_What the exercise asks_
In the lines that follow, state how many contain the word "below", counting only matches in the same case. Reply with the number alone.

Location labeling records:
====

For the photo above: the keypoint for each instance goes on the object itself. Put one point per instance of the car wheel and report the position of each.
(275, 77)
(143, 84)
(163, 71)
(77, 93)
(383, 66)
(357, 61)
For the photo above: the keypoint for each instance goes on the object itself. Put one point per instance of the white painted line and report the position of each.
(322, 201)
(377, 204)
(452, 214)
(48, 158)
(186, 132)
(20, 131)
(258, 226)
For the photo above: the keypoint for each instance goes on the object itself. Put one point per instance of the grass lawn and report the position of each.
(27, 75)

====

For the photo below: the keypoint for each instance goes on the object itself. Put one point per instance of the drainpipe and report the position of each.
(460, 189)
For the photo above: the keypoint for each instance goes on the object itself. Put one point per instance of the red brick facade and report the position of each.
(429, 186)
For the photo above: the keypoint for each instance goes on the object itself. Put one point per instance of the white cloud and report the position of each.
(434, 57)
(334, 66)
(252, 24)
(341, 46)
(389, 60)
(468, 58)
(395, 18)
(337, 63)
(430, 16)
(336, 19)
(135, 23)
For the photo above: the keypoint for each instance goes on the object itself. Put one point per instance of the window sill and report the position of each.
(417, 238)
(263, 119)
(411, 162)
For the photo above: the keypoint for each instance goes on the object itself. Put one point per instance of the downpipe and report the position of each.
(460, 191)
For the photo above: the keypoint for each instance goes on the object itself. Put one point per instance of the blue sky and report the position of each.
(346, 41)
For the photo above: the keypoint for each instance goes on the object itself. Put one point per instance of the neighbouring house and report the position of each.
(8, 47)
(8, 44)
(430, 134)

====

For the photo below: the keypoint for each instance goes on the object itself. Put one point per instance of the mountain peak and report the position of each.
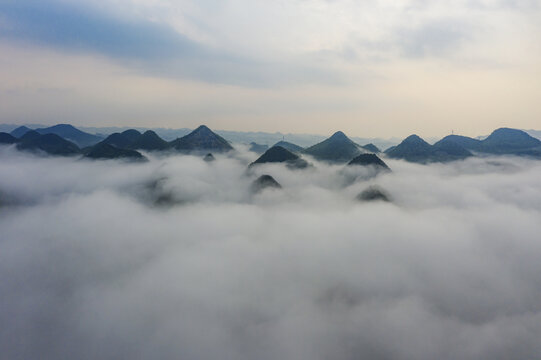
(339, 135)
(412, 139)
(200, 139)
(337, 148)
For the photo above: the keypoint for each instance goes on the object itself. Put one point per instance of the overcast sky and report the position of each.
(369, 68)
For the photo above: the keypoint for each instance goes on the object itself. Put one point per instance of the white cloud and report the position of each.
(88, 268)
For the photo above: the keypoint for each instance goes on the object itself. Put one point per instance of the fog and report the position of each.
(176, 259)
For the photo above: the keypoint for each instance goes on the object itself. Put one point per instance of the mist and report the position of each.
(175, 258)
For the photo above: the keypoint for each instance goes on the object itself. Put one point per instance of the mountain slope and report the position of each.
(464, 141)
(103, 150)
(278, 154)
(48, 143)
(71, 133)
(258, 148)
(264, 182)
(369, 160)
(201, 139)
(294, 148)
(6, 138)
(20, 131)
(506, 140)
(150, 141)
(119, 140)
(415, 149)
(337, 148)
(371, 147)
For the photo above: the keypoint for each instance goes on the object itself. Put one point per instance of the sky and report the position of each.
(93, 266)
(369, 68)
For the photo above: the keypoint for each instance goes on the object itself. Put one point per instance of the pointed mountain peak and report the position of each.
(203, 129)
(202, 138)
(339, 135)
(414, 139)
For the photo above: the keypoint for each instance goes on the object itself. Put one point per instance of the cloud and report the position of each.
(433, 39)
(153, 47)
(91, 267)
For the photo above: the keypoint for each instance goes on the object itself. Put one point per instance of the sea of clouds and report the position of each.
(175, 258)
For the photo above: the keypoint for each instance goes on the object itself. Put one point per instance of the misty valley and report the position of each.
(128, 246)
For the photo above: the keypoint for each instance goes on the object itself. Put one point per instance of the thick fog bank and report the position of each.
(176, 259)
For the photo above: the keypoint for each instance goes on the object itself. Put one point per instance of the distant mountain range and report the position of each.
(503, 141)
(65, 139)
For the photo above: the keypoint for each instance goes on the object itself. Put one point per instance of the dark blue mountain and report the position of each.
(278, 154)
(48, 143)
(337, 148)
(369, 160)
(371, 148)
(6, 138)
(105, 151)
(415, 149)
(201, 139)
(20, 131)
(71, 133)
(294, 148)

====

_Exercise result_
2